Requirement:
For each entry, return the text exactly and omit any image.

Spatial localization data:

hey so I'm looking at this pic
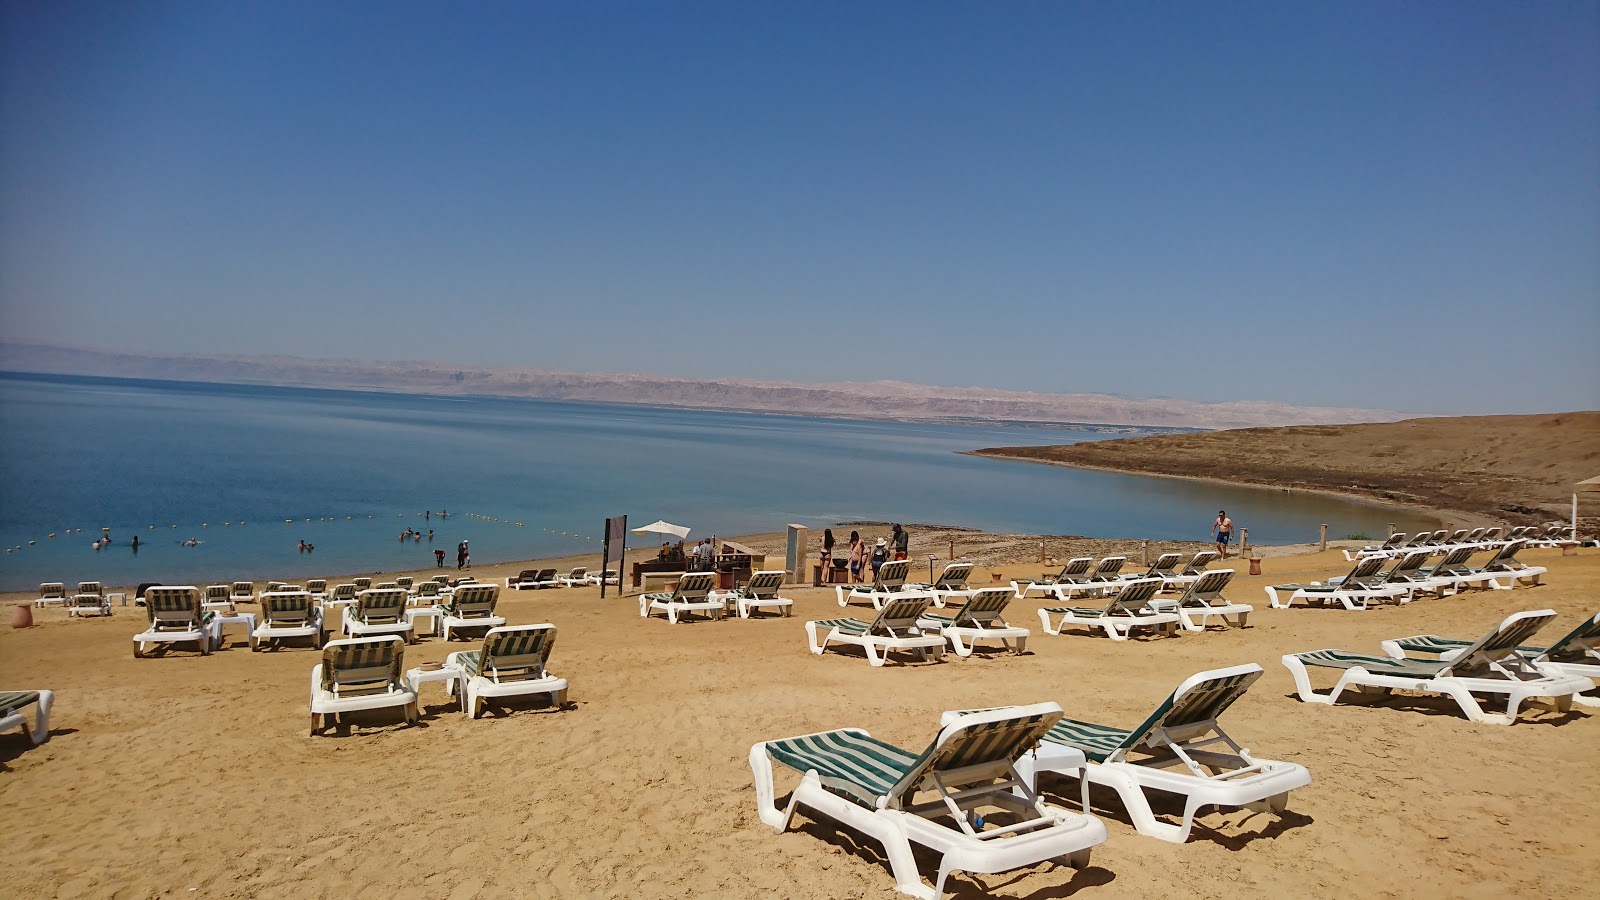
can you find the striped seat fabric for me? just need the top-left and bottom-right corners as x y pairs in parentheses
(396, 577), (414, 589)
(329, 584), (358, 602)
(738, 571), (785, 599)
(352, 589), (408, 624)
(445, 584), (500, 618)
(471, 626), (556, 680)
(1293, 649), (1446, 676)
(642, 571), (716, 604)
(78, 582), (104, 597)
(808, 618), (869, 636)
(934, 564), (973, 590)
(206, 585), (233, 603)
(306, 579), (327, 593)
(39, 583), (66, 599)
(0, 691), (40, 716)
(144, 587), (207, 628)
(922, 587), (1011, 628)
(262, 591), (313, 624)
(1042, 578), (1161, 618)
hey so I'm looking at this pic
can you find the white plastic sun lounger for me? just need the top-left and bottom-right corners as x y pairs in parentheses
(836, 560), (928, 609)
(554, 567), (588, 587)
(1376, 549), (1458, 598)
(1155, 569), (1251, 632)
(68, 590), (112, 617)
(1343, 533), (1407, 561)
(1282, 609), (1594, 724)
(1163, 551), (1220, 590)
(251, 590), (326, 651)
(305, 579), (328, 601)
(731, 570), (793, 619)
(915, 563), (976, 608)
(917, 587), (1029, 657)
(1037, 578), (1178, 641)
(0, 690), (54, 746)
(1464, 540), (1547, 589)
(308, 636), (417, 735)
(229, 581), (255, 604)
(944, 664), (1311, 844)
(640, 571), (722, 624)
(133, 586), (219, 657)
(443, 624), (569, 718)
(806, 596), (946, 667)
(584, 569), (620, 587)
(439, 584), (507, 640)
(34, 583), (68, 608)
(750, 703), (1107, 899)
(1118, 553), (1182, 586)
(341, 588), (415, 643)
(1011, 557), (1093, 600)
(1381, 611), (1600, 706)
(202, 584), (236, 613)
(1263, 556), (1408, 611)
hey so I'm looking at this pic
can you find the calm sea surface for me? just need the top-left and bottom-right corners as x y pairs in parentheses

Answer to this exercise:
hey so I'm looking at this pic
can you find the striped seat fabric for me? just need the top-left and bottom-right corners as x y pairs in parentheses
(396, 577), (414, 589)
(329, 584), (358, 602)
(738, 571), (785, 599)
(352, 589), (408, 624)
(445, 584), (500, 618)
(471, 626), (556, 680)
(1293, 649), (1446, 676)
(642, 571), (716, 604)
(78, 582), (104, 597)
(808, 618), (869, 636)
(934, 564), (973, 590)
(206, 585), (233, 603)
(306, 579), (327, 593)
(39, 583), (66, 599)
(0, 691), (40, 716)
(144, 587), (207, 628)
(922, 587), (1011, 628)
(262, 591), (313, 624)
(1042, 578), (1161, 618)
hey so I'm looking at this pic
can you find the white plastic sun lounger for me? just need the top-left and bottom-right corners as x y pairs in parentheses
(836, 560), (928, 609)
(554, 567), (588, 587)
(1376, 549), (1458, 598)
(1155, 569), (1251, 632)
(68, 590), (112, 617)
(1343, 533), (1407, 561)
(1282, 609), (1594, 724)
(1163, 551), (1220, 590)
(251, 590), (326, 651)
(305, 579), (328, 601)
(731, 570), (793, 619)
(915, 563), (976, 608)
(917, 587), (1029, 657)
(1037, 578), (1178, 641)
(0, 690), (54, 746)
(1464, 540), (1547, 589)
(308, 636), (417, 735)
(229, 581), (255, 604)
(944, 664), (1311, 844)
(640, 571), (722, 624)
(133, 586), (219, 657)
(443, 624), (569, 718)
(806, 596), (946, 667)
(584, 569), (620, 587)
(439, 584), (507, 640)
(34, 583), (68, 608)
(750, 703), (1107, 899)
(1118, 553), (1182, 586)
(341, 588), (415, 643)
(1011, 557), (1093, 600)
(1381, 611), (1600, 706)
(202, 584), (236, 613)
(1263, 556), (1408, 611)
hey so I'm looking at this pic
can you find the calm sea surface for me? just need the top-left and bottom-right corners as x y pairs in parentheses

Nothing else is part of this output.